- _SUPPLIED RECORDS_
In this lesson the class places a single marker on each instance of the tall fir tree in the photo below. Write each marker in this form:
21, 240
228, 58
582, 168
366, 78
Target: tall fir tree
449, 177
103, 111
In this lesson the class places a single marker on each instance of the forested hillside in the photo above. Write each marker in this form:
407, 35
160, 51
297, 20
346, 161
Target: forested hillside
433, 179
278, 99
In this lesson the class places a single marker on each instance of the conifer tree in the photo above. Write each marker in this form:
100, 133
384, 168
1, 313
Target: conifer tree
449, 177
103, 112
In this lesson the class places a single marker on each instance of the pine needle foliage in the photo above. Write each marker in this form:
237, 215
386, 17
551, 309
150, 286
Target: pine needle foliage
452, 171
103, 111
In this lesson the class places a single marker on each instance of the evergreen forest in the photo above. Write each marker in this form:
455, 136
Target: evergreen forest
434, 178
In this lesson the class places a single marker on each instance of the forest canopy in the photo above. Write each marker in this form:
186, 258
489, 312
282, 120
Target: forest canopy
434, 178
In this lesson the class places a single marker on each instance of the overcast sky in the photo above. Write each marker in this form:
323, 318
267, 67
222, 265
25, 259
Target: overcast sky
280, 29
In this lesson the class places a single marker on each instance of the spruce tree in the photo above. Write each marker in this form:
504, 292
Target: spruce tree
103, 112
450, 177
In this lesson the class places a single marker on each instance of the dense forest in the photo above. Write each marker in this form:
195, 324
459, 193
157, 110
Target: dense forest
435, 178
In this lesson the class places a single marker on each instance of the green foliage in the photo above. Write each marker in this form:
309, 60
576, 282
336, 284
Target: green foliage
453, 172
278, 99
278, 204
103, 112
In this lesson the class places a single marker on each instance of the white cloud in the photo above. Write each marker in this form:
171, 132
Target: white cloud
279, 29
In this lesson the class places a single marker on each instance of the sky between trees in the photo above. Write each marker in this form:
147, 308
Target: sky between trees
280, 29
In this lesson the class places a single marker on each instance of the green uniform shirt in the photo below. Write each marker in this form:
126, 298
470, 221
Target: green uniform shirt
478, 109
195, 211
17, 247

- _AIM OF THE TASK_
Search the data above for the string "below". Report every line where it is found.

- _EXERCISE ANSWER_
In this lesson the class places a single marker on each instance of the tall fir tree in the photo below. Write each marker in this form:
In this lesson the class places a single marker on each instance of the green uniform shirt in the photo below. Write each marker in this form:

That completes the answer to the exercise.